■ WHAT YOU WILL DO
All of the entries below are to be retyped exactly.

━━ EXTRACTED MATERIAL

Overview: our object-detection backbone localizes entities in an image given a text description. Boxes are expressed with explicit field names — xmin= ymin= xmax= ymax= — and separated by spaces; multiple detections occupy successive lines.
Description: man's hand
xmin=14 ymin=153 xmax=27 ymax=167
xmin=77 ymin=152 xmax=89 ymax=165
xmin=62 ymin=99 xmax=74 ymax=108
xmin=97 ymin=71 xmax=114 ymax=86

━━━━

■ OUTPUT FOR THIS EXERCISE
Overview: our object-detection backbone localizes entities in an image given a text description. Boxes are expressed with explicit field names — xmin= ymin= xmax= ymax= — and separated by spaces; multiple detections occupy successive lines.
Description: man's hand
xmin=14 ymin=153 xmax=27 ymax=167
xmin=77 ymin=152 xmax=89 ymax=165
xmin=62 ymin=99 xmax=74 ymax=108
xmin=97 ymin=71 xmax=114 ymax=86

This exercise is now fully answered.